Written instruction:
Begin at the line that has "of the willow" and go on through the end of the data, writing every line out again, requests included, with each coordinate in the answers shifted up by 64.

Material for this task:
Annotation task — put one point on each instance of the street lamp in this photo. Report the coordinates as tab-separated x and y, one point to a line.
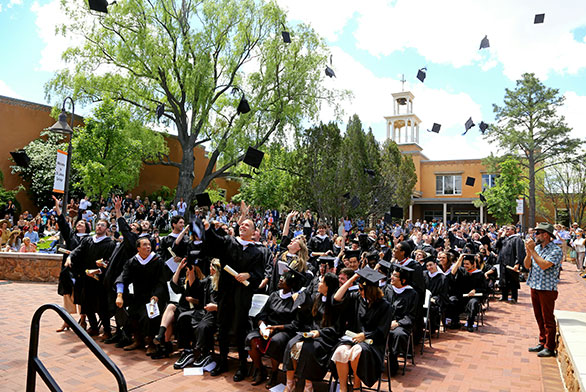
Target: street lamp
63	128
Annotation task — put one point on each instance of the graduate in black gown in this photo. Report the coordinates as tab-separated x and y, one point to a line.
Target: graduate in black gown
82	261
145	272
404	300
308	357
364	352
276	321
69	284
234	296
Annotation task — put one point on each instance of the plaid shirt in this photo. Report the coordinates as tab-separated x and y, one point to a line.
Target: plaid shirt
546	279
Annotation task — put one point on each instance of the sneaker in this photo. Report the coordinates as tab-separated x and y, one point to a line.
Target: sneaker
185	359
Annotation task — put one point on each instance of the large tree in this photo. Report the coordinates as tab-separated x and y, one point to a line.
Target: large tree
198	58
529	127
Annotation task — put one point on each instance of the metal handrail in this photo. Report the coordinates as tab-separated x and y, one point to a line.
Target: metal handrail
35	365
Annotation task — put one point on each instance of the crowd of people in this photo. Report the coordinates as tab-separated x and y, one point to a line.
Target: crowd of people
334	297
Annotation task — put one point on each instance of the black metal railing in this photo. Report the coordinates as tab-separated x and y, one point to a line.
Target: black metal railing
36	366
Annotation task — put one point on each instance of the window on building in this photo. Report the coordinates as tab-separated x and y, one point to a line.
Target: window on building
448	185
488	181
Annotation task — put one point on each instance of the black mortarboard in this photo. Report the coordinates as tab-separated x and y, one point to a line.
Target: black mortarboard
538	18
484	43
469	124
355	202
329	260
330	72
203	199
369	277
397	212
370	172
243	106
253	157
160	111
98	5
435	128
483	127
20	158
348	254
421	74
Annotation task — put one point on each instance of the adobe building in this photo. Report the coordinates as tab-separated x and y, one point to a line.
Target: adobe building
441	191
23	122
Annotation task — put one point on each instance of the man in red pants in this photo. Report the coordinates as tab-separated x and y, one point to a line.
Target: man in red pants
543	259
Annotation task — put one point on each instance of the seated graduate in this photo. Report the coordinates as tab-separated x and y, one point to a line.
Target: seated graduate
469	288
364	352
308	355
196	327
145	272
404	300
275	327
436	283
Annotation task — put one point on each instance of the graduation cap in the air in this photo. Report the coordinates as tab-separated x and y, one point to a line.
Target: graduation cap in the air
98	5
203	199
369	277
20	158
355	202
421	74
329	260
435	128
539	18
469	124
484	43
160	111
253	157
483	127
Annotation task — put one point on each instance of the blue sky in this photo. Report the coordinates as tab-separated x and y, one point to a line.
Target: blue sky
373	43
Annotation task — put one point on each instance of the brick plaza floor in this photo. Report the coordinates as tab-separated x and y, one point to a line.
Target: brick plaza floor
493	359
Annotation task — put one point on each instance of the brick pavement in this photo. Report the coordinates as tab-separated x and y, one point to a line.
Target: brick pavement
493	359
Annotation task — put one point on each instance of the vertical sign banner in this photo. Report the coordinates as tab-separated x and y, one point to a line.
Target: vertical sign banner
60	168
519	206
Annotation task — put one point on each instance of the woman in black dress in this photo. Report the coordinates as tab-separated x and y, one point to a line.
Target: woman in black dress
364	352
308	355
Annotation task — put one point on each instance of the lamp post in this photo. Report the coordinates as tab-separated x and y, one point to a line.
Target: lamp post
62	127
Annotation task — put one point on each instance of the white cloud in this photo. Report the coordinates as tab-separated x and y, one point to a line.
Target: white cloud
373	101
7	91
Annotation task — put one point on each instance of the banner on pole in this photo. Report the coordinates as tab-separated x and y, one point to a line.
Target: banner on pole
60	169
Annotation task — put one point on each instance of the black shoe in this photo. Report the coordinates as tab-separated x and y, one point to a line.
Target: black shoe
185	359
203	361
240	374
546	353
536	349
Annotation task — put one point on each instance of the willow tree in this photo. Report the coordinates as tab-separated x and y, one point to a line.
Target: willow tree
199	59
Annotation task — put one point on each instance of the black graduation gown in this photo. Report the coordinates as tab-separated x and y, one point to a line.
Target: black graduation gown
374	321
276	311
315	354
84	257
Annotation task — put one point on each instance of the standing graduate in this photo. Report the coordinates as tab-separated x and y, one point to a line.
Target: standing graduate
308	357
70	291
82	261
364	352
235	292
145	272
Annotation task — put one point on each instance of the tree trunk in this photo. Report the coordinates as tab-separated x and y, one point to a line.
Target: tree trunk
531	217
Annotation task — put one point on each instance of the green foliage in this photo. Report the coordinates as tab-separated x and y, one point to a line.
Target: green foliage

Worked answer:
Annotation task — put one point on each instance of the willow tree in this photo. Report the coordinates as tab-separated x and y, one point to a line.
Target: willow tree
263	123
Annotation task — put one point on each instance of the black graduation gown in this photo. Report the coordinates as tab-separated x and y, one point to a line.
Target: black graduation gown
438	385
340	375
379	418
148	321
Annotation task — put one point on each instance of the standing graduate in this photo. Report the coordinates as tab-separated x and y, one point to a line.
Target: standing graduate
372	421
134	355
146	325
428	416
299	356
209	336
Annotation task — put one point on each instance of the tree trunk in this photo. Report the coordinates as tab-separated x and y, one point to a line.
Target: tree trunk
595	281
Annotation task — put one point on each instance of the green foliage in this photo. Report the coordinates as tab-separated x and y, one point to a line.
Target: green foliage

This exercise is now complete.